[Data items]
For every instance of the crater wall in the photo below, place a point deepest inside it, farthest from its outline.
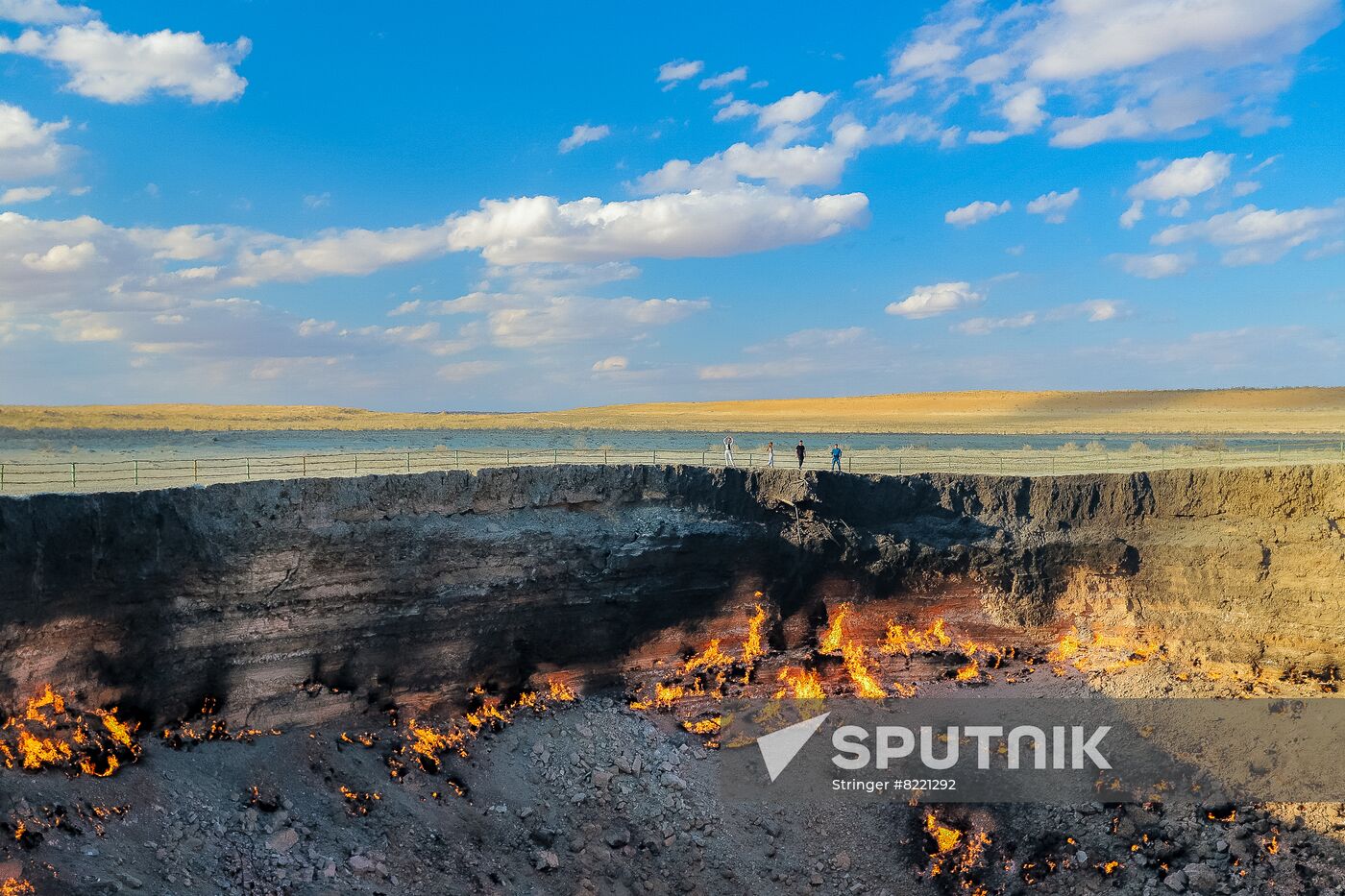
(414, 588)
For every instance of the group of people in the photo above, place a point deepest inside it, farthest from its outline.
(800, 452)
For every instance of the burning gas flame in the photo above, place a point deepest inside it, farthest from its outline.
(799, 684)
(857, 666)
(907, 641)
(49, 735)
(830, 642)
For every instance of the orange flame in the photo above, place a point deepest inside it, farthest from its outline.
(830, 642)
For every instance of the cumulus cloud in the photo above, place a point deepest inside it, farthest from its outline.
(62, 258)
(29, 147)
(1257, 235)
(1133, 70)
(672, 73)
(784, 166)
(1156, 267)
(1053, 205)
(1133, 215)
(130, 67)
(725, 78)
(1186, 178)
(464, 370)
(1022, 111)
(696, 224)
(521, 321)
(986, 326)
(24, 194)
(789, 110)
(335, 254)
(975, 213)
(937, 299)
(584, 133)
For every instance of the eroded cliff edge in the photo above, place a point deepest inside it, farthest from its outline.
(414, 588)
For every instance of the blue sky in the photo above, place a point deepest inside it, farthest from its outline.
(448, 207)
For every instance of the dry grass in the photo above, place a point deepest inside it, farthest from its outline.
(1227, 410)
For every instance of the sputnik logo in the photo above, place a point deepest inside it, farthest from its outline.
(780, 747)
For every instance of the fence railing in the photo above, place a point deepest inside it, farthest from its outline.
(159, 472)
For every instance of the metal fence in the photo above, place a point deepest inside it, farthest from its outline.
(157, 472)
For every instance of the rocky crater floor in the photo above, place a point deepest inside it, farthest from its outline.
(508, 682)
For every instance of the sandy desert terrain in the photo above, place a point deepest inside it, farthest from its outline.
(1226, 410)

Exercise description: Retype the data exactly as it stands, but keep the images out of your copy.

Result of this exercise:
For every instance of the crater wall in the photo below, place a point deepest inside it, farthest from its outline.
(414, 588)
For every instance of the group of people in the photo above, place a point deepest inside it, farthest from its outline.
(800, 452)
For every instance of the burning gas flame in the photo above, place a point deepest inside it, farthest from its outline.
(799, 684)
(857, 666)
(907, 641)
(49, 735)
(830, 642)
For every instance of the orange flame in the photo above, place a point deepest inside it, farthest from its outline.
(830, 642)
For every instance of the cumulus cloud in the photo above, place a point deepest inside it, farthest from its outline.
(62, 258)
(29, 147)
(1257, 235)
(1133, 70)
(672, 73)
(784, 166)
(1156, 267)
(1053, 205)
(1133, 215)
(130, 67)
(725, 78)
(1186, 178)
(464, 370)
(1022, 111)
(696, 224)
(521, 321)
(986, 326)
(24, 194)
(789, 110)
(335, 254)
(975, 213)
(937, 299)
(584, 133)
For every instance of the eroded cliff edge in the photo above, place a point deepest inside it, farthest from its outline.
(414, 588)
For every instance of the blue sky in the photo above, place a point deepest inside it, farthest from its outline.
(448, 207)
For every instance of the dry grass in the photo above, place a point deepest inside it, farthest from its outline.
(1227, 410)
For every instance of the sputnik logo in the photo above, place a point deepest inside it, farthest from its outline.
(780, 747)
For every instance of the fence railing in the photo above, place a point deepest inside it, farthest from its outline.
(159, 472)
For every instance of the metal fence in the photo above, place a point deepest inside it, farthest from its outline.
(157, 472)
For every instance of the rocky crater floor in the photo above, place a point deepest inside it, farthest from its outline.
(508, 682)
For every instance of the sandy desert terrain in the photo above, place a point deepest inside it, farthest from its outline.
(1226, 410)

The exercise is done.